Aim of the exercise → Skip the pictures. Transcribe the rest of the data below without changing a word.

Data entries:

--- START ---

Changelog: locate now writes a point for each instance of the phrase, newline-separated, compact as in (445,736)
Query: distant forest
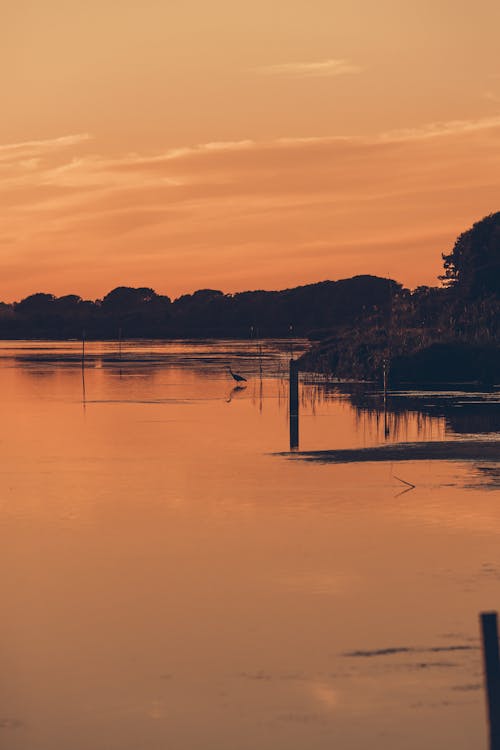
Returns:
(447,334)
(362,325)
(142,313)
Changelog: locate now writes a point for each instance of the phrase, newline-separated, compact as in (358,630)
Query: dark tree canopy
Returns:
(473,266)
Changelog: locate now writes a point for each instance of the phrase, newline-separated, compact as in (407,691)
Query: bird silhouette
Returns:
(238,378)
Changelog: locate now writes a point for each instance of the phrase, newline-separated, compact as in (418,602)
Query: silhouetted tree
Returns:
(473,266)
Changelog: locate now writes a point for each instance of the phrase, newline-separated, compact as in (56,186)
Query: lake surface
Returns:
(171,581)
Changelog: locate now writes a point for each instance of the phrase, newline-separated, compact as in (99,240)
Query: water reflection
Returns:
(163,563)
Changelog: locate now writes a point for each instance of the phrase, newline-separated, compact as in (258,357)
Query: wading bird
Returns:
(238,378)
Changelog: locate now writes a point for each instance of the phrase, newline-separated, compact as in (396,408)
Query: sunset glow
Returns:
(194,145)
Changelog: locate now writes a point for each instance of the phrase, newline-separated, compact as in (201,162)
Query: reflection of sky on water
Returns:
(162,563)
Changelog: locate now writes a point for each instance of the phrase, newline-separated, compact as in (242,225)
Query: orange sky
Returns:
(230,145)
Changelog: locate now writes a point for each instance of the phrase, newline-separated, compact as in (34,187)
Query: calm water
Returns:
(170,582)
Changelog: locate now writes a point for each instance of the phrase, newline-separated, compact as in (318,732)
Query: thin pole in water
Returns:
(294,404)
(489,632)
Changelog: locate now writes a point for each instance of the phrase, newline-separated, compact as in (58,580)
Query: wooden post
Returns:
(83,348)
(294,404)
(489,632)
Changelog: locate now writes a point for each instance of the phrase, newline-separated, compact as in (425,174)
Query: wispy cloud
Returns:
(10,152)
(333,205)
(321,68)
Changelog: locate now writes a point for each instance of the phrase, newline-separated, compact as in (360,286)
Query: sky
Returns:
(231,145)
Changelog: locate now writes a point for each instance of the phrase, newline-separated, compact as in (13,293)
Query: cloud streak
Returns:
(320,69)
(301,208)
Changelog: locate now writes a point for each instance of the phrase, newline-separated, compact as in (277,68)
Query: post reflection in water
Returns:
(162,562)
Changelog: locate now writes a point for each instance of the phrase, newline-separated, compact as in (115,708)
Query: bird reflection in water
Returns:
(234,392)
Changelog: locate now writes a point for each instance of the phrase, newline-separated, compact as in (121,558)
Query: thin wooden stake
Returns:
(294,404)
(489,632)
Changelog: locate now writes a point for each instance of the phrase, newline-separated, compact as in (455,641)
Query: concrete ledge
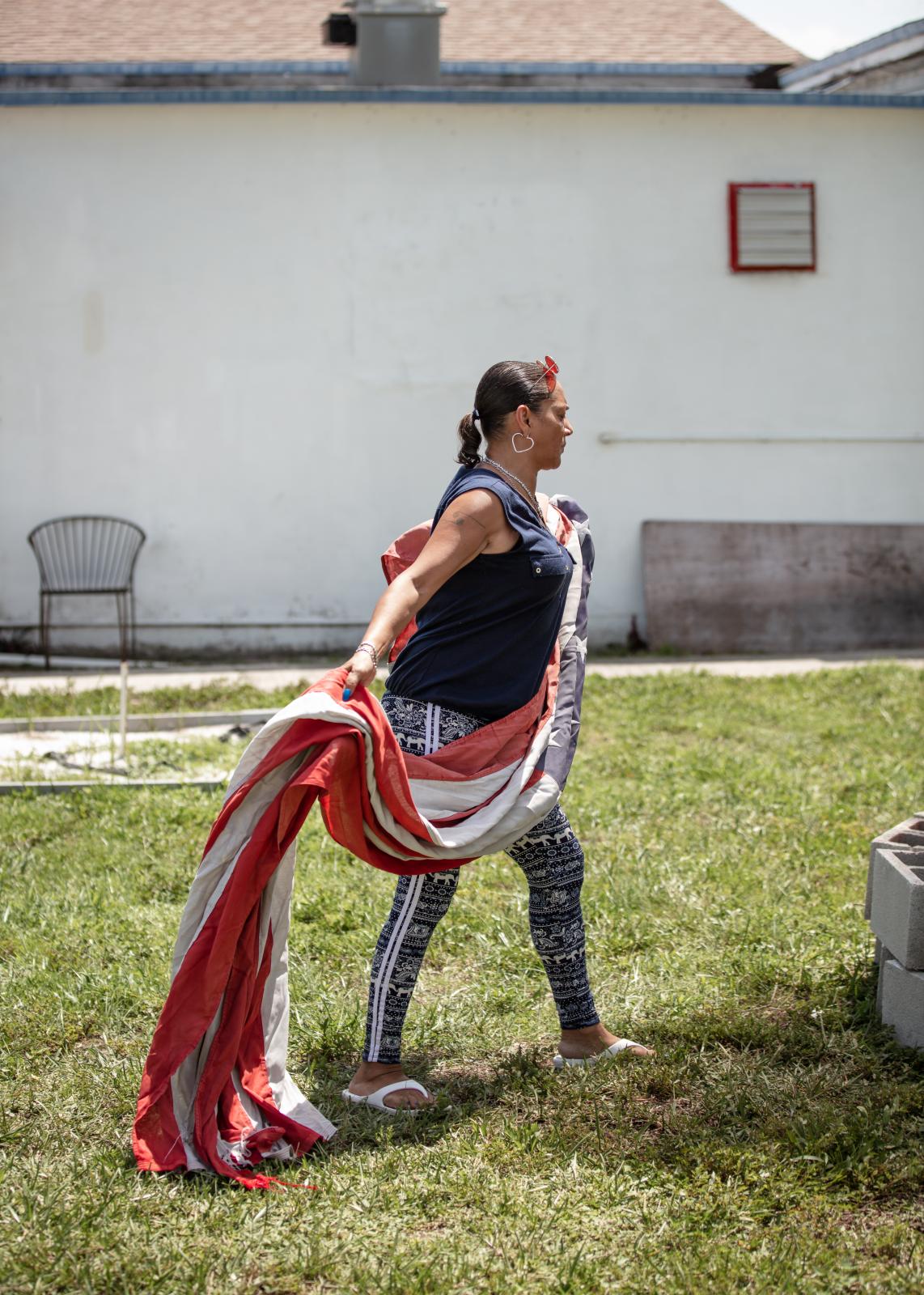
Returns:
(897,916)
(62,788)
(909,833)
(904,1003)
(135,723)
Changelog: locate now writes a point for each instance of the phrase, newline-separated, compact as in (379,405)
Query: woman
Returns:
(488,593)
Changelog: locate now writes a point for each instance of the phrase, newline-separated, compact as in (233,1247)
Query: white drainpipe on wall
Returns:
(397,43)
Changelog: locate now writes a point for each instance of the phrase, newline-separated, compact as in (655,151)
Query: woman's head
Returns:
(507,395)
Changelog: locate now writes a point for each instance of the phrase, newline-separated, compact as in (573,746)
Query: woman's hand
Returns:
(360,670)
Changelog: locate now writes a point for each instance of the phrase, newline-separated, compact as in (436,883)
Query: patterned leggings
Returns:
(553,861)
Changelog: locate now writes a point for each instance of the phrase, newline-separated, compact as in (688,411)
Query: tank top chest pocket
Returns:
(545,563)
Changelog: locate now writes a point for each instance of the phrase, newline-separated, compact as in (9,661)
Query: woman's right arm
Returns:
(470,524)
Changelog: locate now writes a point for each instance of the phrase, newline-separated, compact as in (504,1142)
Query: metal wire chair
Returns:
(82,556)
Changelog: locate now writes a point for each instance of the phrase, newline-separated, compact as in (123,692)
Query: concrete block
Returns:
(906,834)
(897,916)
(904,1003)
(882,957)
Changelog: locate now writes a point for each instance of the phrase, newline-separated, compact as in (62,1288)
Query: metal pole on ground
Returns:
(123,709)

--- END ---

Response to the exercise →
Changelog: locate now writes a point for each instance of the phrase, newline-separated, compact as in (445,736)
Query: distant forest
Returns:
(447,334)
(362,325)
(142,313)
Changelog: locate now writes a point for each instance of the phrase, newline-separated, compact as in (358,630)
Query: dark tree canopy
Returns:
(473,266)
Changelog: locate now writes a point for each instance of the phrase, newline-separated, compact as in (407,691)
Query: bird silhouette
Returns:
(238,378)
Changelog: locate now writes a point for each instance of the phrase, newline-separated, compact as in (418,602)
Query: silhouetted tree
Returns:
(473,266)
Changelog: locate now writes a point for each instance of the phrase, newline-separated, compact as in (56,186)
Query: lake surface
Returns:
(171,581)
Changelog: locate now writes a point for each instance of the phrase, newline-separated, compact as in (99,240)
Query: water reflection
Returns:
(163,563)
Changelog: locate now writes a point for each instance of the phrase, newline-separated, compact as in (258,357)
Query: wading bird
Returns:
(238,378)
Changelog: locate now writes a point for each instance of the phrase, newline-separated, compact as in (396,408)
Query: sunset glow
Returns:
(194,145)
Changelog: locate now writes a point for each instance of the phrase, newline-separated, compact as in (201,162)
Query: reflection of sky on water
Returns:
(162,563)
Changelog: locate now writes a point for each instance of the phrase, newline-separated, compact as in (242,225)
Query: orange sky
Returns:
(230,145)
Changelog: locate now writes a point for each instance of the phrase, newline-separated, compact as in (34,187)
Query: calm water
Returns:
(170,582)
Changelog: locate now writes a point for each instance of the phrase, newline-separated, compact as in (318,732)
Query: thin pole in water
Returns:
(294,404)
(489,632)
Changelog: locate now writes a point for each instance of the phrase, newline-separated, compact as in (58,580)
Query: wooden post
Returns:
(83,348)
(294,404)
(489,632)
Changelog: locate now writes a point for each instance of the phrase, newline-separated, compact as in (425,174)
Query: wispy cloud
Returns:
(10,152)
(333,205)
(321,68)
Changelog: locate now writes a point for each instance of the phrase, newline-separated, compact as in (360,286)
Query: sky
Returns:
(231,145)
Changelog: locate now writes a point for each instance of the phrase, newline-separated, compact as in (13,293)
Query: cloud streak
Returns:
(320,69)
(301,208)
Changelog: locate now writes a point for each instance of the phrase, newline-separated, compact as in (277,68)
Query: post reflection in water
Returns:
(162,562)
Changelog: locate now writes a point for each instance of the phrase, newline-separated, compact as in (115,708)
Query: bird reflection in water
Returns:
(234,392)
Changelog: locate now writes a point for each instance of the phrase, newline-separated, compact as in (121,558)
Query: thin wooden stake
Returns:
(294,404)
(489,632)
Changelog: locate now writes a point for each instance of the phrase, newline-separated, compact as in (455,641)
Query: concrete ledge
Returns:
(897,916)
(62,788)
(909,833)
(904,1003)
(135,723)
Changelog: locate now writes a point for each instance of the phrase, newline-separated, compact as in (379,405)
Query: woman
Returns:
(488,593)
Changelog: locate now writes a point for each instance of the phrase, newline-separated, compact as in (233,1247)
Query: white drainpipe on wall
Returns:
(397,43)
Changelog: locate now writes a point for each instance of the phrase, newline-separated, compact as in (655,151)
Query: woman's head
Returns:
(507,395)
Changelog: locate now writes a point for each instance of the phrase, newline-separated, compact as in (573,746)
Query: woman's hand
Returns:
(360,670)
Changelog: locate now writes a point for each instance of the phrase, newline-separated, compact as in (436,883)
Query: patterned leggings
Returns:
(553,861)
Changelog: locate now writes a point for each instance of the phrase, newline-separated, compact as in (688,411)
Query: tank top chest pocket
Returns:
(545,563)
Changelog: locate now writes a point for each instance of the phrase, newline-separated, compact as in (9,661)
Query: woman's right arm
Returns:
(470,524)
Changelog: locate now writes a point for each instance of the phrase, newline-separated, compact as in (504,1142)
Query: metal wire chair
Returns:
(82,556)
Changelog: locate now writes a point for each instance of the phrase, newline-separated, compact as in (123,692)
Query: concrete block
Returns:
(906,834)
(897,916)
(904,1003)
(882,957)
Changelog: locate now writes a point for each instance of the phrase, newline-separated, compact as in (62,1288)
Query: metal pole on ground
Returns:
(123,709)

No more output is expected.